[Dataset rows]
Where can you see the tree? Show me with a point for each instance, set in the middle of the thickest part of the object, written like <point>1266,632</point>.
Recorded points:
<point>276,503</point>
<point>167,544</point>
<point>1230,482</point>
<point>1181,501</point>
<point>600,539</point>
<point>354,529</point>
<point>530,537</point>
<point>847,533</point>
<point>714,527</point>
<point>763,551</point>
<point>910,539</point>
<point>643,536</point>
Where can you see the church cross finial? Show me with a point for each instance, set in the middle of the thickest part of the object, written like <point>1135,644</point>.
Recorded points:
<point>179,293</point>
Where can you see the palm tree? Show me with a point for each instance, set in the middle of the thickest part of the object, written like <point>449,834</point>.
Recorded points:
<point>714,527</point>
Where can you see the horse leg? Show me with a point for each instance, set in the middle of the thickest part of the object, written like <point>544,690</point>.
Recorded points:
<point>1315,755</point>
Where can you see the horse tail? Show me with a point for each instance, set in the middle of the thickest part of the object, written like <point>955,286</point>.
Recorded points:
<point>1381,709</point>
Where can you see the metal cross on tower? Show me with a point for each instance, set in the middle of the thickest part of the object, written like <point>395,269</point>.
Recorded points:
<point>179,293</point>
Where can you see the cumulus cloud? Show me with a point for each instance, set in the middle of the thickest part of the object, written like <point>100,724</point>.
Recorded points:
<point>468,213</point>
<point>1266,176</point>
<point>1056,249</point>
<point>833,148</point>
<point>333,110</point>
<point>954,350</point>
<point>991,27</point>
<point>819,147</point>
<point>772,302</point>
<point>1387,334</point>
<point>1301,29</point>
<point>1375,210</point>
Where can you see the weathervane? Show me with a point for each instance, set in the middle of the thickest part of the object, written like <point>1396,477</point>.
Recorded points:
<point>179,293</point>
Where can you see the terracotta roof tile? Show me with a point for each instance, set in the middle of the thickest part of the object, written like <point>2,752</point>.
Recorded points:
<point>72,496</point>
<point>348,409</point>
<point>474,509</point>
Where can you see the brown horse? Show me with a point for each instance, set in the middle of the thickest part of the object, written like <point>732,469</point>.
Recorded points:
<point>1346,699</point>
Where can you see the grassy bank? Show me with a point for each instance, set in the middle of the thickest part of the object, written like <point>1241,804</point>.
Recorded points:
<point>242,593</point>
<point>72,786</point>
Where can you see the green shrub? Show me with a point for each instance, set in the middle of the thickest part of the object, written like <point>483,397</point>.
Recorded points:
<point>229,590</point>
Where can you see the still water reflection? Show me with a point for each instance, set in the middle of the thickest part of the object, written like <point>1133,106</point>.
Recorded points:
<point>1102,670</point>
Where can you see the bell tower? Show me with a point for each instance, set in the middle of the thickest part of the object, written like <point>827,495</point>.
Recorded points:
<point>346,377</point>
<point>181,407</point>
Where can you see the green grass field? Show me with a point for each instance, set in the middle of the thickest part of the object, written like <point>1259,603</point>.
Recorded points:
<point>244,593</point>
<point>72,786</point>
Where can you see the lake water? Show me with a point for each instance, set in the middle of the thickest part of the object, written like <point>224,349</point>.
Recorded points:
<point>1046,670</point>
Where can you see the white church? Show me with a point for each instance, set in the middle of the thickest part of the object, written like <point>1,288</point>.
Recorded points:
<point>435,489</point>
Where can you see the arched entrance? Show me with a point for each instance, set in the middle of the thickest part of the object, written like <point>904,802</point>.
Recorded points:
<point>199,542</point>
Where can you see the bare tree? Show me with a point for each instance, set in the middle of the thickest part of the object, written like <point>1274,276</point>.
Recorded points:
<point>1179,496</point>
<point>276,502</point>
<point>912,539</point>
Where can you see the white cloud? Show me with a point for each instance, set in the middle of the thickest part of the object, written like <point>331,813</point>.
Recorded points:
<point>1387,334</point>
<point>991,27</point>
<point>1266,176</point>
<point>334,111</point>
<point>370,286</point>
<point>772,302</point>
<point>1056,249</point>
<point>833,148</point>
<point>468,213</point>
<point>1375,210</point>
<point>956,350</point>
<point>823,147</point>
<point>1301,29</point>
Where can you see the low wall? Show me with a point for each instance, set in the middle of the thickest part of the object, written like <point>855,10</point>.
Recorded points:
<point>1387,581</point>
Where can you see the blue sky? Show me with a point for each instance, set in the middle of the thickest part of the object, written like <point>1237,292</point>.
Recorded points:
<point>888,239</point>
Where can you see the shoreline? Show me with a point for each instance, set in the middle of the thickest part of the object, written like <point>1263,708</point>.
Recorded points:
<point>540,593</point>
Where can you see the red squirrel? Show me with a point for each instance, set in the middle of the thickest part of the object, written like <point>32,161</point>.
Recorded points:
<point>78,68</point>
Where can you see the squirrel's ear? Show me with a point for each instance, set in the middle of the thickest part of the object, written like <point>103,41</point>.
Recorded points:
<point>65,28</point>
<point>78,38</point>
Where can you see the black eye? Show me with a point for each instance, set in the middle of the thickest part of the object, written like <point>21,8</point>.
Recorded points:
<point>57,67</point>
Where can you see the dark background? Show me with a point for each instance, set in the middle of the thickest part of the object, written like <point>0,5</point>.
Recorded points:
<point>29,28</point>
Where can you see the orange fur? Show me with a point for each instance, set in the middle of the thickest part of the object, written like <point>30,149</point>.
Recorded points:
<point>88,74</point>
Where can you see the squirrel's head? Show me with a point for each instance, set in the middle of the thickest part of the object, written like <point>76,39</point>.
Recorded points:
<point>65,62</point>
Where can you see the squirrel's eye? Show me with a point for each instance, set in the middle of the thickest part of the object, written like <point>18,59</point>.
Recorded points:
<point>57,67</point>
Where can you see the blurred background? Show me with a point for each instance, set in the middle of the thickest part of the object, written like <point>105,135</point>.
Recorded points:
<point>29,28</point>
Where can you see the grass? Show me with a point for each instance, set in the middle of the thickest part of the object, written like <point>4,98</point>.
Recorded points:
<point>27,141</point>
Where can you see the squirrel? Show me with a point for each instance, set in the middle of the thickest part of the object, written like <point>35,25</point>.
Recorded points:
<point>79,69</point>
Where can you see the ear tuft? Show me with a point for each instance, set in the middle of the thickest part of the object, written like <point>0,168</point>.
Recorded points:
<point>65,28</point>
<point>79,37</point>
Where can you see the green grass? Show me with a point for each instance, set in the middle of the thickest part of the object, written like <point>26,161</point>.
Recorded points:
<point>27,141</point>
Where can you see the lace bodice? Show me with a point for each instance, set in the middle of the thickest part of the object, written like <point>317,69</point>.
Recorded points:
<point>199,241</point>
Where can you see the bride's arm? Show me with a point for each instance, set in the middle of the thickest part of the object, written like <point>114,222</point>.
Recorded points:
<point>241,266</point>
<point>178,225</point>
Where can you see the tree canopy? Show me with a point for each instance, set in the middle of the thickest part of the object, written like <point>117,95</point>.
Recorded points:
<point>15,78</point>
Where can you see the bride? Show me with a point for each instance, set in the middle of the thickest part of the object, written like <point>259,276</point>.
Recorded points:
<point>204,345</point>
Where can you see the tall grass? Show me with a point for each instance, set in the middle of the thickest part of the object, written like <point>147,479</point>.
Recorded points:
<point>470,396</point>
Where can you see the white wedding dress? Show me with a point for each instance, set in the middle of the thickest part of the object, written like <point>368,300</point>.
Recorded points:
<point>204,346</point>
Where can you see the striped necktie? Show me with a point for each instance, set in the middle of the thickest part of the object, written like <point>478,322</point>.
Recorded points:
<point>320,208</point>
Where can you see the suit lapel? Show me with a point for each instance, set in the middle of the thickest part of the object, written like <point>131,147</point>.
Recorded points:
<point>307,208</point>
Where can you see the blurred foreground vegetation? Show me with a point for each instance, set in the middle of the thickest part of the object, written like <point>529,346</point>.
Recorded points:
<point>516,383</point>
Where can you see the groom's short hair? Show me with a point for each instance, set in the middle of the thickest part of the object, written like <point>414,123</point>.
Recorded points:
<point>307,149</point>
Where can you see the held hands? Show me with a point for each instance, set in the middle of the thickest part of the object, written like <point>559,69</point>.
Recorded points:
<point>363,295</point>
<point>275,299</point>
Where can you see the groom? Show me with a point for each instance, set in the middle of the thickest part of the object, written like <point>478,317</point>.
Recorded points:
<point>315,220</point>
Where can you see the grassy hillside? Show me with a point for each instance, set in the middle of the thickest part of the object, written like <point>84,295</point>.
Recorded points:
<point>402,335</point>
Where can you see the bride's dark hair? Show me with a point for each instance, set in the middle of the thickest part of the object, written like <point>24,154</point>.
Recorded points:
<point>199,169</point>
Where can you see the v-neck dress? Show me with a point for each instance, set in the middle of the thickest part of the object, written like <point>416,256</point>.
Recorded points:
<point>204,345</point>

THE TASK = Repeat word for word the lines of the rows above, starting with the line that contains "Where can you see the lake" and continuing through the line that contains "<point>435,489</point>".

WRITTEN ANSWER =
Where can you see the lake water? Show me with a point for each instance, set in the middle of the thickest part of the object, written like <point>224,349</point>.
Recorded points:
<point>1046,670</point>
Where can you see the white church? Show me with a point for each instance, set in the middle of the thickest part of the object, written like <point>1,288</point>.
Recorded points:
<point>435,489</point>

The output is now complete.